[Source records]
● ● ● ●

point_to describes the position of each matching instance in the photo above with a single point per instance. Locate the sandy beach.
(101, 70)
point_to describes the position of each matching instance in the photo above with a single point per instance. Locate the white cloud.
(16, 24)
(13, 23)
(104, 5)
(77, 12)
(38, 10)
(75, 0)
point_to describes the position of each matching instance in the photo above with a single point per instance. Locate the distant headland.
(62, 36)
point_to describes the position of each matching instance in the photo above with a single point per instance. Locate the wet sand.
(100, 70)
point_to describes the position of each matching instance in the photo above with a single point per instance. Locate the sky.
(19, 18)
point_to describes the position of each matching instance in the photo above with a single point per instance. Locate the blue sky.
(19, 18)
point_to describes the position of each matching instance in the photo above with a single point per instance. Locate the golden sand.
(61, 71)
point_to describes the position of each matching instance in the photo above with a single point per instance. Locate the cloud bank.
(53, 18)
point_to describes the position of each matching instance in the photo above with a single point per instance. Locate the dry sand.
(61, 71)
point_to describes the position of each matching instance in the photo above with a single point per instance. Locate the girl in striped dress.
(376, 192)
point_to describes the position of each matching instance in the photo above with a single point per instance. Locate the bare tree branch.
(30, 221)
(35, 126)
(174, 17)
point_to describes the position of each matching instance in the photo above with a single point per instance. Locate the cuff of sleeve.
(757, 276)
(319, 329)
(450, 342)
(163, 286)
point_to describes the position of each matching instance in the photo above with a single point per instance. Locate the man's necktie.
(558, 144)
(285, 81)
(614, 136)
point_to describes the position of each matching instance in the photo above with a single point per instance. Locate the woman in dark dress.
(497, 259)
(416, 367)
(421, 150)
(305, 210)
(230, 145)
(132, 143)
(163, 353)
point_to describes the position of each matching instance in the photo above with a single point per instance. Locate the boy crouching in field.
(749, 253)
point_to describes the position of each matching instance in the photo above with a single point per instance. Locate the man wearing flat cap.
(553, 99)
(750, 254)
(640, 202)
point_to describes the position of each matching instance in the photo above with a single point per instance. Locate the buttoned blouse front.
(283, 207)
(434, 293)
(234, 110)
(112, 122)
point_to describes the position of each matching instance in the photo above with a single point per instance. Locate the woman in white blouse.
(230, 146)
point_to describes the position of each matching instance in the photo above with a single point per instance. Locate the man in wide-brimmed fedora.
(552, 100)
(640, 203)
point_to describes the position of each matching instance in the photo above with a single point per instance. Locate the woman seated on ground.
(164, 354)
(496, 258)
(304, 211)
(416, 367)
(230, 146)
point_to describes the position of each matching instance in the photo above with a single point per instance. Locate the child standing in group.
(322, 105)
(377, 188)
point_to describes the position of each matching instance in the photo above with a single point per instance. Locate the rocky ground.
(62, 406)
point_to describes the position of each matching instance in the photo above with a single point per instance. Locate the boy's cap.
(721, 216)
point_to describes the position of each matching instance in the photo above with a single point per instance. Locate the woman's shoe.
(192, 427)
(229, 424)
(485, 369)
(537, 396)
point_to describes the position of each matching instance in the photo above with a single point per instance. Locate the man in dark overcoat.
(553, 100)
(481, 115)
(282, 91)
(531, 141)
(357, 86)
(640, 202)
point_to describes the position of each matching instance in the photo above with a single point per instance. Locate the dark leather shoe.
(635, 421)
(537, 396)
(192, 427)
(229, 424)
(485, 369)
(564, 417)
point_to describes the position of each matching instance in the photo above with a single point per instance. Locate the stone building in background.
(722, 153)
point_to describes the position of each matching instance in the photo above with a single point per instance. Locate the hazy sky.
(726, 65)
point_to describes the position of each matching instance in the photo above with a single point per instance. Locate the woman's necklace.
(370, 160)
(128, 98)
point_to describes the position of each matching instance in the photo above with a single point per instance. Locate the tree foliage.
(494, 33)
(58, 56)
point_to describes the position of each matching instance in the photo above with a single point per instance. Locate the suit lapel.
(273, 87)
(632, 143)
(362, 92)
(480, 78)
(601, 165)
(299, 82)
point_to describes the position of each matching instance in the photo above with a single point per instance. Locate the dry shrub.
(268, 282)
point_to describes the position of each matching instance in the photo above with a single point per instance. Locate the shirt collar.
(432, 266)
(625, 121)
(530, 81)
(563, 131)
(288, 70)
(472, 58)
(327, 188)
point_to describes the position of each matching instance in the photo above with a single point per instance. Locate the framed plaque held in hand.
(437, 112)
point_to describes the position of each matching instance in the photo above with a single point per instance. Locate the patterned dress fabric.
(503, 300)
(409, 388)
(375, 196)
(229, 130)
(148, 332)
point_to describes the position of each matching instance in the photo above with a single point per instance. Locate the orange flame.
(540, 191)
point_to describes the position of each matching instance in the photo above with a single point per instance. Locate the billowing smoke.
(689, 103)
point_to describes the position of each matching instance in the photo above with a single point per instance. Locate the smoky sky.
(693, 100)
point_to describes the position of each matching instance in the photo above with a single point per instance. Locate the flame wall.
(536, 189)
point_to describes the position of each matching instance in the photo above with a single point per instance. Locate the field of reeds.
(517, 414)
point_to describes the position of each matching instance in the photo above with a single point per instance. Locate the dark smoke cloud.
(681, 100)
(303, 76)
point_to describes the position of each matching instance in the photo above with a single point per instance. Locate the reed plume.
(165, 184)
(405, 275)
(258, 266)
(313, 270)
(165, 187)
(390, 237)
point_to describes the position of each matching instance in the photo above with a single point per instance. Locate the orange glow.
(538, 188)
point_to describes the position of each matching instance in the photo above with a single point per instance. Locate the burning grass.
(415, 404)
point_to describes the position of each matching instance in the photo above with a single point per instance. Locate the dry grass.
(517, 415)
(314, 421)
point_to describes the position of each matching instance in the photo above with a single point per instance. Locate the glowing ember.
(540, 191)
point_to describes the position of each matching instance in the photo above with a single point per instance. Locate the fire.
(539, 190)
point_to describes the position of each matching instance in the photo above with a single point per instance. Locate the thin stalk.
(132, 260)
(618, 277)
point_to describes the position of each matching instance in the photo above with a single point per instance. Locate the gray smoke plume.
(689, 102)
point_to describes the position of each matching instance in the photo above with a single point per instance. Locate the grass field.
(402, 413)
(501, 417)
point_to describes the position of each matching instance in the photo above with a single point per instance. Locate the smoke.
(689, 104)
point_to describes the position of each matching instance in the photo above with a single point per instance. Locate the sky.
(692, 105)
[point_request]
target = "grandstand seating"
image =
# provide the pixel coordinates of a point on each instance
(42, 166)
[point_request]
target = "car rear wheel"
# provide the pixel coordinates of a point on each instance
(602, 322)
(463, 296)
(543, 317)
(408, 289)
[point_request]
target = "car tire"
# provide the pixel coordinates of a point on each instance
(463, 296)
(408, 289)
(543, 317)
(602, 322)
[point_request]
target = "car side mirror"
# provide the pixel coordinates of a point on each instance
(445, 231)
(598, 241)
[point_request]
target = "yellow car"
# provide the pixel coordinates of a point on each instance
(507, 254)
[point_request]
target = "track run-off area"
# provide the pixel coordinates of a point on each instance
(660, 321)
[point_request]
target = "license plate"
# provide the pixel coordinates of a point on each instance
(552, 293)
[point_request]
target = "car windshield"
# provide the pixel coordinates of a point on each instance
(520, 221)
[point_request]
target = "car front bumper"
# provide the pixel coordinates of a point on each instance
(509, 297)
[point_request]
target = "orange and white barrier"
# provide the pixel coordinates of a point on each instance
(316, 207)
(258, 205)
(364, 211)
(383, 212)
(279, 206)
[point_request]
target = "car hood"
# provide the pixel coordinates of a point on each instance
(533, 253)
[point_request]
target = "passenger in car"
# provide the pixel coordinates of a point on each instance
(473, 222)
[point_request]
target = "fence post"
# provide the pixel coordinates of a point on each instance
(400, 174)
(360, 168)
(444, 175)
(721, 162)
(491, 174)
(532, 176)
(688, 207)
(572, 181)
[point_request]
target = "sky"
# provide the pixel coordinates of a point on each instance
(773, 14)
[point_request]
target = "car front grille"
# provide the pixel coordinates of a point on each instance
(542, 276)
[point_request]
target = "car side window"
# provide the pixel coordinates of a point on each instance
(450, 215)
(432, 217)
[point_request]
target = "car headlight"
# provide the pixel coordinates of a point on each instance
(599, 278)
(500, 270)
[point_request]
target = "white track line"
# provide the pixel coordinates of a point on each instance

● ● ● ●

Scan the entries above and show each line that contains the word "side".

target = "car side mirror"
target = "car side window"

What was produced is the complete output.